Goal of the exercise: Could you reproduce, word for word and with nothing else, the lines of the listing that start with the line containing "Expected: for every instance of the cactus in" and run through the line containing "x=193 y=221", including both of those lines?

Recorded information:
------------

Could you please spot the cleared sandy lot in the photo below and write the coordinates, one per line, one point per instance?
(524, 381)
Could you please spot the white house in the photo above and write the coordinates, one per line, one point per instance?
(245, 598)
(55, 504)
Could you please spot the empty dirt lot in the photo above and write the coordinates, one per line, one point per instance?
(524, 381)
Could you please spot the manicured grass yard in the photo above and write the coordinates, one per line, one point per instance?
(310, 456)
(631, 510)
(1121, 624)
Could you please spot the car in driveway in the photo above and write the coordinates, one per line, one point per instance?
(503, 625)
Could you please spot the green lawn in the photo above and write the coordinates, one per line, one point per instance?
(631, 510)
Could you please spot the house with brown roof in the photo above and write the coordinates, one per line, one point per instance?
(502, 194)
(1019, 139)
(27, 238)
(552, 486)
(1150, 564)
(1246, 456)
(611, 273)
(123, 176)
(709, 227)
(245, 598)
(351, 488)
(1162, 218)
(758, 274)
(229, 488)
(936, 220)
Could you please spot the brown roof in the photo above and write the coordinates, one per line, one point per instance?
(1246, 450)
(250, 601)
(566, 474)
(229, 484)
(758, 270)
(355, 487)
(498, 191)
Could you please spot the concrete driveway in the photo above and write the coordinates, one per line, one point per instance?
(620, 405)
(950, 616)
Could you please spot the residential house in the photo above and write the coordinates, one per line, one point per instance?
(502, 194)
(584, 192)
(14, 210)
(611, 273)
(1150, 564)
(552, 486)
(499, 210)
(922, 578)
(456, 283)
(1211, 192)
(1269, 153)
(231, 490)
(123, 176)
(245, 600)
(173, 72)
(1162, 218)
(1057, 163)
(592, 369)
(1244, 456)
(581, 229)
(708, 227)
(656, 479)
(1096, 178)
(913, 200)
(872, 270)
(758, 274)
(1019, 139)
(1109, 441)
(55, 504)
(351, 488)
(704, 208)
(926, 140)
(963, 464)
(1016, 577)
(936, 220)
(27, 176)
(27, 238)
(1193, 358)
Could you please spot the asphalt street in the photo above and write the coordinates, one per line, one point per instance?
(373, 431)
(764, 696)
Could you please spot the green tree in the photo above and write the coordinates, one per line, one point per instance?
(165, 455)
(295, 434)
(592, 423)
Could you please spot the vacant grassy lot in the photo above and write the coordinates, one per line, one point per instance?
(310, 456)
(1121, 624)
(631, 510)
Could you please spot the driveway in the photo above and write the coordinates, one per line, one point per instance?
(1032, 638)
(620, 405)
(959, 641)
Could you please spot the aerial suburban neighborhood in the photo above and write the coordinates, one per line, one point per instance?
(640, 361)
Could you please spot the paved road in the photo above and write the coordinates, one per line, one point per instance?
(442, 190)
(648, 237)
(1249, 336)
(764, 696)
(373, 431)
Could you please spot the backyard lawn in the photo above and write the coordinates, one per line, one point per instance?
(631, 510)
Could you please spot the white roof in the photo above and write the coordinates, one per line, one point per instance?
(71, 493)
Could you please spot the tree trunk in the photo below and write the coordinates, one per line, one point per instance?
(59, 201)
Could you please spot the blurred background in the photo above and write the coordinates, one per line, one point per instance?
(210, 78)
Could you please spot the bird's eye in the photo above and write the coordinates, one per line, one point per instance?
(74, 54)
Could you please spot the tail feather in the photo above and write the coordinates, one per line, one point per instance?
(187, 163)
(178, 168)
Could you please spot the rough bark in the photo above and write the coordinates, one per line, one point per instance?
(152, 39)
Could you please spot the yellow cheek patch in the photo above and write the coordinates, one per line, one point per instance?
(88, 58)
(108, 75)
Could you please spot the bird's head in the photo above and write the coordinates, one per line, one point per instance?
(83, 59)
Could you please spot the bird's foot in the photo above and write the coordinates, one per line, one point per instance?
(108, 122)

------------

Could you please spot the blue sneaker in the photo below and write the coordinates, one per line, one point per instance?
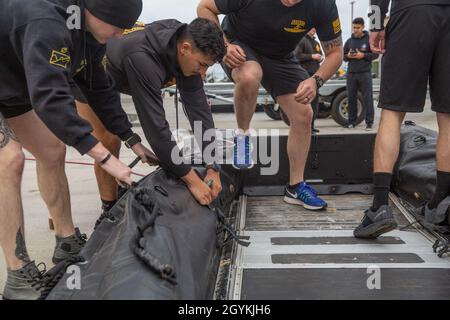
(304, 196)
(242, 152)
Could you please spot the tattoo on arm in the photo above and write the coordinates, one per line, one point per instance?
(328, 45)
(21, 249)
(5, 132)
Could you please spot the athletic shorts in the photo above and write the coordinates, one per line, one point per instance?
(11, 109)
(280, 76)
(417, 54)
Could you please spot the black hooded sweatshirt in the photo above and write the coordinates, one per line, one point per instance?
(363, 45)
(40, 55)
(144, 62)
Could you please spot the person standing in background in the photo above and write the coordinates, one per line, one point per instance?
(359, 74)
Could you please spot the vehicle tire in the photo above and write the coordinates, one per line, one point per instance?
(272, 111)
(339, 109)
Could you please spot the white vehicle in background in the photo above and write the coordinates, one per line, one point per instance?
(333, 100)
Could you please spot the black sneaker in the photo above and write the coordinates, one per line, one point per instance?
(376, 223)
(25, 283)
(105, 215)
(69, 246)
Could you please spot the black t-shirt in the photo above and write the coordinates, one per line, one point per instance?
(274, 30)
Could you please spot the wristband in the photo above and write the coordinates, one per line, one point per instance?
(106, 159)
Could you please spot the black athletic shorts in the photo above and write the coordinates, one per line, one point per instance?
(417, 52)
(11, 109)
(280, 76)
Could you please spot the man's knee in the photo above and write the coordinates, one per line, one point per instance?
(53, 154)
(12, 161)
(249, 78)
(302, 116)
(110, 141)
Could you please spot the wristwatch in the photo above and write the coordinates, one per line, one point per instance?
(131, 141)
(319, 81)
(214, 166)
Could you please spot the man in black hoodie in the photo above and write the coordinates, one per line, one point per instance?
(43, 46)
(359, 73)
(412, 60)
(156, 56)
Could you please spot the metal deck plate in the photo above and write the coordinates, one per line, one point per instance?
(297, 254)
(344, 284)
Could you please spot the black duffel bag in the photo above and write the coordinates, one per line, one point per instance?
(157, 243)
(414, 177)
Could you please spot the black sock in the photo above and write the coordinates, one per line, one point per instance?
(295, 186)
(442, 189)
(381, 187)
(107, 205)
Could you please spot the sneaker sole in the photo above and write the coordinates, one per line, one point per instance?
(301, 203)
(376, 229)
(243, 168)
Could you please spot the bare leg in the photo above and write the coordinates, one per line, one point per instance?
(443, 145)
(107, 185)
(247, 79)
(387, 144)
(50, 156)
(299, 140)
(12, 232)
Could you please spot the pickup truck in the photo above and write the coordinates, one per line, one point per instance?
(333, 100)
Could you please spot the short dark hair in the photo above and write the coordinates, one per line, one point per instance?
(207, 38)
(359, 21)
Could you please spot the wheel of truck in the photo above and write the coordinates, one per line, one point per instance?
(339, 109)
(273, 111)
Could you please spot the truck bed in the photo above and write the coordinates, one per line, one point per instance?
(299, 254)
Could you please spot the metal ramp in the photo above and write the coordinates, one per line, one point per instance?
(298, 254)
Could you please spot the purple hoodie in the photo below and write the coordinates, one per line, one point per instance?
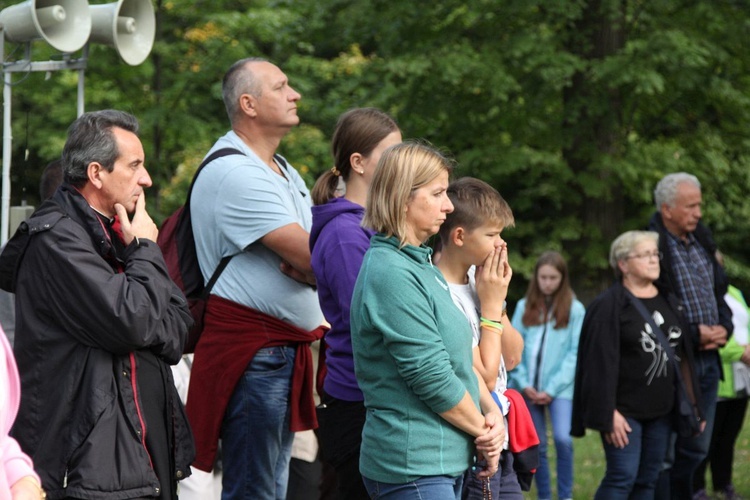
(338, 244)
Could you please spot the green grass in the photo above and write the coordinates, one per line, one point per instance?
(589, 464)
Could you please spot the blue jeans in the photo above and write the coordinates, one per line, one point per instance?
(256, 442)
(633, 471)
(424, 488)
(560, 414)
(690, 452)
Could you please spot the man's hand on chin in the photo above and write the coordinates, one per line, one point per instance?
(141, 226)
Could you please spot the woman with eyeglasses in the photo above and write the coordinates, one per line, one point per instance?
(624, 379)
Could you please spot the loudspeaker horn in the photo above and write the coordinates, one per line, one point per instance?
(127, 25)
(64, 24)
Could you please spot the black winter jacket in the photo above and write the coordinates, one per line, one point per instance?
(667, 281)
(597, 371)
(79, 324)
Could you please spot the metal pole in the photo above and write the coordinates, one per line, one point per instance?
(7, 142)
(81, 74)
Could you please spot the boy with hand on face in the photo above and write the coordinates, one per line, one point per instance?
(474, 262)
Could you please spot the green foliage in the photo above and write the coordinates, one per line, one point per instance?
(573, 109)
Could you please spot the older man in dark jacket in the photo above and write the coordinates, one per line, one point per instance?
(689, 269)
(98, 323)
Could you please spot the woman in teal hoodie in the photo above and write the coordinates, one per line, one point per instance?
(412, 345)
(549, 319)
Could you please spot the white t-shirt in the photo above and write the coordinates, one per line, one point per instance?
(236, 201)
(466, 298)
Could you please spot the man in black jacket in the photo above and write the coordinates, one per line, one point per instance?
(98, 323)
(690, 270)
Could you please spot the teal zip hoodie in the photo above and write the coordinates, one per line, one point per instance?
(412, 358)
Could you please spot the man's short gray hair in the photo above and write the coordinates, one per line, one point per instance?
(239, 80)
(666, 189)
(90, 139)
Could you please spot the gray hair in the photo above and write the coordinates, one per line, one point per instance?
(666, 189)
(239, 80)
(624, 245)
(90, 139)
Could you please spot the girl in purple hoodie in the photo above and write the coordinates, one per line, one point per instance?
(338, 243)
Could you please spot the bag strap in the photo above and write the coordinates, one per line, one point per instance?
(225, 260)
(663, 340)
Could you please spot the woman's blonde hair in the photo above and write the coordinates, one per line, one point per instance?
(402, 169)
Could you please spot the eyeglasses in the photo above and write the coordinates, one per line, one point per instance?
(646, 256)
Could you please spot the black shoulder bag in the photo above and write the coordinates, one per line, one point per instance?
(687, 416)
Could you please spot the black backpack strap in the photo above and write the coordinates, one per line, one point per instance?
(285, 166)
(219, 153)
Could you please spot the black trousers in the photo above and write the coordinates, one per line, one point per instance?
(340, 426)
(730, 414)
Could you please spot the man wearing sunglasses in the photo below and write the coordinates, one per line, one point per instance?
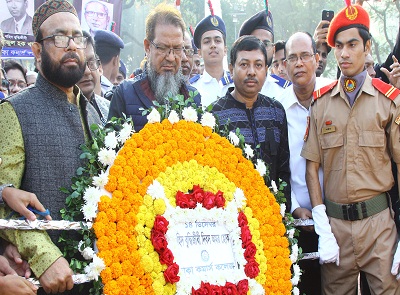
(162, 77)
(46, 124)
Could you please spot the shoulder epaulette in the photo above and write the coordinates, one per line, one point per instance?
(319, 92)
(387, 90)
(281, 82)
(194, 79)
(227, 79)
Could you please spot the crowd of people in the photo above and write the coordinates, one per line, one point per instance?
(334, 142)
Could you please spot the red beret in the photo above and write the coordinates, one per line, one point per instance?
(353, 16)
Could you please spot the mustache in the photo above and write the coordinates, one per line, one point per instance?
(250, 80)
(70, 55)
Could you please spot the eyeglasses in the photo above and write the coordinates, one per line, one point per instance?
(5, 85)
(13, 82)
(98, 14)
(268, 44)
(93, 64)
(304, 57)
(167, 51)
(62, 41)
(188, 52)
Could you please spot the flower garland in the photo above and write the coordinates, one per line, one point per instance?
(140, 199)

------------

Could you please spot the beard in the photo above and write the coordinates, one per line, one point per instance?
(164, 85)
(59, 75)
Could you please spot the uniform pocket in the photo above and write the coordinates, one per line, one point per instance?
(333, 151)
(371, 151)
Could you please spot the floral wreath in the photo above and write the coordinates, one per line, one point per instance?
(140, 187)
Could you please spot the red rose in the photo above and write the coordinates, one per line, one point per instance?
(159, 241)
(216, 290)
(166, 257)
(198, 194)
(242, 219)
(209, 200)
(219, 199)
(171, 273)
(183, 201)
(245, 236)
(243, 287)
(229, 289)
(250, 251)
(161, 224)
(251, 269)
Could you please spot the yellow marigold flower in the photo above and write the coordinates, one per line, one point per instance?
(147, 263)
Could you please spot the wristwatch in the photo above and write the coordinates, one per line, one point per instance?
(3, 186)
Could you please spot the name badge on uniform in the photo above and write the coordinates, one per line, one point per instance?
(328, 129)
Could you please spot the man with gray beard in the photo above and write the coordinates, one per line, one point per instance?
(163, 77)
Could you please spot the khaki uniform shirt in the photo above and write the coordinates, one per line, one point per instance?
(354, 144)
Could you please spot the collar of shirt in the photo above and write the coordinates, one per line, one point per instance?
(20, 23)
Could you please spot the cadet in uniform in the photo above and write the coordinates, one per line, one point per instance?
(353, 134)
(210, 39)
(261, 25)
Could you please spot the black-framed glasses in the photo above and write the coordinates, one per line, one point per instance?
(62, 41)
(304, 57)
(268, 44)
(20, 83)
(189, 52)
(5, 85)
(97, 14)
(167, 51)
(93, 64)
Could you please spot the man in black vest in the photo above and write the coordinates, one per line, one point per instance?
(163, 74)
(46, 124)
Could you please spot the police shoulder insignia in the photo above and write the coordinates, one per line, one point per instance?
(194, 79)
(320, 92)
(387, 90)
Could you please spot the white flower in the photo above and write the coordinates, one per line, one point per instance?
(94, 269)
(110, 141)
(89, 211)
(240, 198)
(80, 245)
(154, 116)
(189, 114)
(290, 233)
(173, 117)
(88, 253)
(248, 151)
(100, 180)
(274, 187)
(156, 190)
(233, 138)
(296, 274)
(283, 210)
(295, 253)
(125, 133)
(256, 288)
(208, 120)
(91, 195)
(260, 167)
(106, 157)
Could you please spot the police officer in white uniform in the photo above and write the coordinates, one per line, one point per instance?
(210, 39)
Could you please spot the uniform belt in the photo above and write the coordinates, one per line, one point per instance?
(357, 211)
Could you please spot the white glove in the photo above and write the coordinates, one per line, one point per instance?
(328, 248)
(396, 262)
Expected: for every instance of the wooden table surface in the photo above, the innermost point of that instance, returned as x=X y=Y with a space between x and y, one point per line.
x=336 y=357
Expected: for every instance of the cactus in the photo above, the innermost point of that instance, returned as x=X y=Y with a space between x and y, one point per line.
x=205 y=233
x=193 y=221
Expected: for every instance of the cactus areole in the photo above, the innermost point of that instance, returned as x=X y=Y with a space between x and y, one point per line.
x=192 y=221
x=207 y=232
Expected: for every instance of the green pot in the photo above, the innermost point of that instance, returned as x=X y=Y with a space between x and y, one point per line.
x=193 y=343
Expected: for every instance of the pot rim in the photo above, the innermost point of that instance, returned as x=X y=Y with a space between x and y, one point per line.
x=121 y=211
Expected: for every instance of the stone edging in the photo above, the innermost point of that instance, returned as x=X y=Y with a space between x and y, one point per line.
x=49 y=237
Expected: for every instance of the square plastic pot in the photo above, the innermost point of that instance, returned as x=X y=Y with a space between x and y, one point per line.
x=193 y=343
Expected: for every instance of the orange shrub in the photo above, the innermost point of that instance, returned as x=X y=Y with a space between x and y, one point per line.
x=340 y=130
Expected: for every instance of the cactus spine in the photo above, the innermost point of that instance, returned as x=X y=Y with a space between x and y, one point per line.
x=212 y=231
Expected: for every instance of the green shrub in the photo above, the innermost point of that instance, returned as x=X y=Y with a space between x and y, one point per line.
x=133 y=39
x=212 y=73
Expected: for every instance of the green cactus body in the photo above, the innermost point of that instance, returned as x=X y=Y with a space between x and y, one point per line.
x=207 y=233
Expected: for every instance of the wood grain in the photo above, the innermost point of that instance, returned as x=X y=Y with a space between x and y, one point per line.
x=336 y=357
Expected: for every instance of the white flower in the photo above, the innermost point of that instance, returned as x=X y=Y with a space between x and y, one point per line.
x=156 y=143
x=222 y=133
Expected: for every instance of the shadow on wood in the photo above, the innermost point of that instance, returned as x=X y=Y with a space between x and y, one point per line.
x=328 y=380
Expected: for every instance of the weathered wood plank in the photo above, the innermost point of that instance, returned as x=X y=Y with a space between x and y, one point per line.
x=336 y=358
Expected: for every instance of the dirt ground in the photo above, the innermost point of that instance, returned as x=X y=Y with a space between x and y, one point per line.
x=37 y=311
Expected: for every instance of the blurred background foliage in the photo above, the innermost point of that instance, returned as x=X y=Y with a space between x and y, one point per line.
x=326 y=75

------------

Worked answer:
Expected: for every instance of the cactus in the photo above, the innermost point of that instance, returned as x=X y=Y with a space between x and y, one point per line.
x=205 y=233
x=193 y=221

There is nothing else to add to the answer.